*Задания*.
a. Перечислите всех людей, которые названы по имени в тексте о выставке «Скалічений міф».
b. Продолжите текст о выставке «Скалічений міф» с того места, где он обрывается.
+++ Выбранный текст +++
7 тез: про виставку Нікіти Кадана «Скалічений міф» в The Naked Room
Художниця Дана Кавеліна написала 7 тезисів про нову виставку Нікіти Кадана.
Художниця Дана Кавеліна написала 7 тезисів про нову виставку Нікіти Кадана.
Историки часто игнорируют письменные свидетельства жертв Холокоста в Украине, в то время как фотография определяется как документ неоспоримый. Но документ не может быть нейтрален, он не бывает сам-по-себе: фотографии Львовского погрома сделаны нацистами. У жертв не было фотоаппаратов, подлинные документы составили насильники. Мы отказываемся от этой мнимой подлинности и смещаемся в сторону документов, составленных жертвами. Графика Шульца — это свидетельство. Свидетельства, составленные жертвами, упрекают в искажении. У Шульца мы находим это искажение как последнюю подлинность.
Чтобы понять Шульца как свидетеля, мы поворачиваем время вспять: мы не смотрим на погром из Шульца, ставшего жертвой собственных фантазий и предчувствий, мы смотрим на Шульца в упор из выгребной ямы. Что мы видим? Мы видим те же черные чулки (невозможность игнорировать гендерный аспект насилия); женщины раздеты и окружены мужчинами. Мы видим инверсию погрома: жертва ласково отыгрывает насилие, она — в позиции силы, она — объект преклонения. Мы видим мессианское время, второе пришествие: вывернутый наизнанку погром, а возможно, триумфальное шествие раздетых нацистами женщин, предъявляющих свою наготу на суд истории, и насильников, склоненных в ужасе, смешанном с восхищением. Раскаявшиеся погромщики ползут по брусчатке, как ползли евреи по улице Замарстыновской в 1941 году. Может ли это быть примирением жертвы и насильника, возможно ли читать здесь некое прощение? Нет, жертвы восстали не для того, чтобы мстить. Возмездие лишь вскрывает пустоту нетождественности между нанесенным насилием и местью.
+++ Исходные материалы +++
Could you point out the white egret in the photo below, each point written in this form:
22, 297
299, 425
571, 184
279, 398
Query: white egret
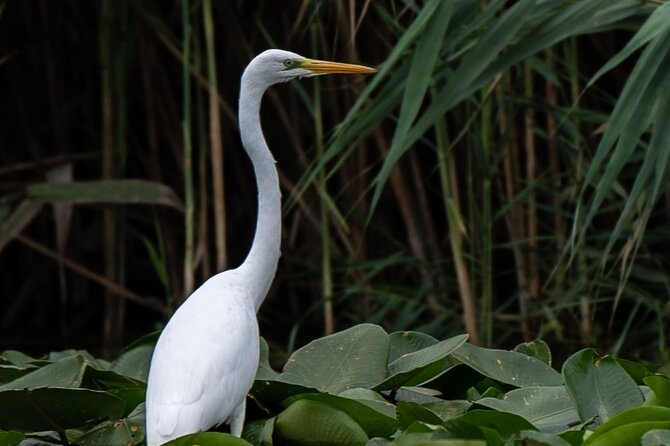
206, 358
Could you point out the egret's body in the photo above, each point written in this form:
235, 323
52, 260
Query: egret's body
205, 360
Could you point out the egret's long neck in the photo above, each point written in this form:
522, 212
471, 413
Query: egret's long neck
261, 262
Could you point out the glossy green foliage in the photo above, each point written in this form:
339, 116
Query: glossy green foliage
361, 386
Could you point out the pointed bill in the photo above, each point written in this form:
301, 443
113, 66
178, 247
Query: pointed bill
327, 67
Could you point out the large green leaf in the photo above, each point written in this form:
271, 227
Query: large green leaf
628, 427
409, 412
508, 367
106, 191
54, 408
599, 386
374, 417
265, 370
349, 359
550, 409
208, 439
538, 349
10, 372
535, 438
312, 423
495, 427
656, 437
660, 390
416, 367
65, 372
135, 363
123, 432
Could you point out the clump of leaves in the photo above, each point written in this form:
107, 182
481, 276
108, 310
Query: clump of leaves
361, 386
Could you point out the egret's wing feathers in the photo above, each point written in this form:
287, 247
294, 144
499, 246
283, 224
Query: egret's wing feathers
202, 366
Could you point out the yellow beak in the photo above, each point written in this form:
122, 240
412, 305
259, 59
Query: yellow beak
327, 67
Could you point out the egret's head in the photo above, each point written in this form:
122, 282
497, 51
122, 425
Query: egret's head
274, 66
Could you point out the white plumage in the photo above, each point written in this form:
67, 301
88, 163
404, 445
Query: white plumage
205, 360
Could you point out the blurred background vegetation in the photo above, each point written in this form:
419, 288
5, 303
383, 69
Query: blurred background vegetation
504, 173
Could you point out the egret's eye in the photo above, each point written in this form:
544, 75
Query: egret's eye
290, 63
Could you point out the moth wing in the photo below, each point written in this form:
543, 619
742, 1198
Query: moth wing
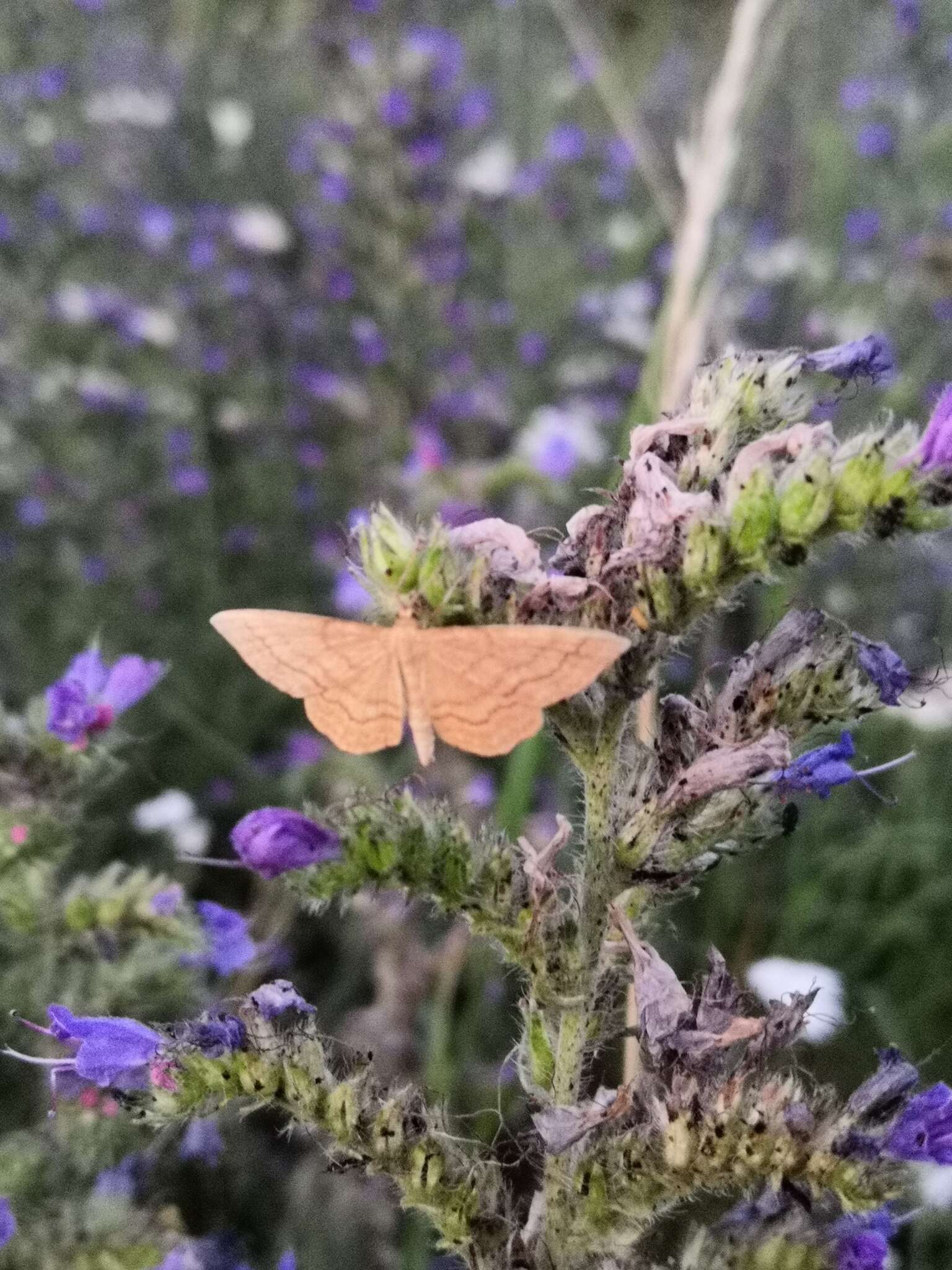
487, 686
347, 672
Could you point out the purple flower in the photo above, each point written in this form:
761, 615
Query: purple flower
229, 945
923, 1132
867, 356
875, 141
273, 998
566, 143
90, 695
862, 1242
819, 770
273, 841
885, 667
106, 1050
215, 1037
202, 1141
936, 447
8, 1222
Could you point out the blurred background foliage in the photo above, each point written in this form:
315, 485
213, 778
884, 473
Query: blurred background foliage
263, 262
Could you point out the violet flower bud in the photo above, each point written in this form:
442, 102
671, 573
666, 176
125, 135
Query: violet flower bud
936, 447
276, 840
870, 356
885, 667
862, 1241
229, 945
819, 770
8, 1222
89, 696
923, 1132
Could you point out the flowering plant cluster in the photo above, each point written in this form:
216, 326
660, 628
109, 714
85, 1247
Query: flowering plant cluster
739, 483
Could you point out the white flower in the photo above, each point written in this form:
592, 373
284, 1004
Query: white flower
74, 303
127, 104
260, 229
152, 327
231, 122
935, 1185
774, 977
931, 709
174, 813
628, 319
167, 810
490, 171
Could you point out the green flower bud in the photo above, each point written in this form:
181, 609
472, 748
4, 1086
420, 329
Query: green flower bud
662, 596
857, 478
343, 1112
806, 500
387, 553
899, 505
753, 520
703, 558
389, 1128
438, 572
+++
*Ответы к заданиям*.
a. Нікіта Кадан, Дана Кавеліна, Шульц

b.
Если читать историю нелинейно, а пересобирать ее инверсивно, мы видим: мертвые восстанут, чтобы играть. Не Шульц предвосхищает погром, а погром предвосхищает Шульца — получается утопия. Место, где насилие находится на стадии исторического снятия и существует как пустой ритуал, потерявший свое исходное содержание: как языческое дерево, украшенное кишками, превращается в светский новый год, как ягненок, украшенный цветами и ведомый на убой, превращается в белую невесту. Мир, в котором забыли о том, с чего началась игра насилия, насилие, предложенное как наслаждение — плетки вместо ружей. Такая игра становится единственно возможным памятником катастрофе, потому что содержит память о катастрофических событиях прошлого в снятом виде. Однако это память, протянутая в будущее. Это предложение отыгрывать насилие по общему согласию, трансформировать ужас карнавала в карнавал ужаса, триумф гротеска, содержащимся в сердцевине погрома, насилие, доведенное до предела собственной пустоты и лишенное былого исторического содержания. Жертвам не нужно прощать, жертвы вернутся, чтобы пересобрать прошлое и предложить будущее. Свидетельство Шульца становится подлинно историчным: он предлагает играть в погром, вместо того чтобы осуществлять его в действительности.
Однако линейная история смеется над любой утопией. Черное зеркало искажает утопию, свершая ее наоборот: катастрофа, проигранная на сцене, все же осуществляется в действительности. В этом смысле «Бедствия войны» Гойи менее историчны, чем работы Шульца, потому что Гойя — это настоящее, которое говорит о себе, и бессильно перед Катастрофой, а графика Шульца — это когда беньяминовский ангел истории все же осмеливается посмотреть вперед. Он смотрит и вносит предложение. Он прозревает конец насилия, он рисует из него утопию, тем самым продолжая историю в будущее. Шульц — не фиксация момента времени, это движение-к, это жест. Он будто опускает все грядущие войны и сразу переходит к одному из возможных сценариев конца насилия вообще. Он делает утопическую театральную постановку.
Невинность копии в акте копирования, то есть в повторении углем на бумаге фотографий погрома и графики Шульца есть компонент воскрешения — он содержится в самом акте перерисовывания. Воскресает документ и свидетельство — воскреснут и мертвые. Образы, задокументированные нацистами, отчуждаются от своего носителя через уголь. И фотография, и графика предлагается как соотношение пятен и полутонов, история рассыпается в материале. Погром и утопия состоит из единой угольной материи, они смешиваются между собой в поиске единой субстанции, которая до неразличимости смешивает погром и утопию. Что мы пересоберем из угля?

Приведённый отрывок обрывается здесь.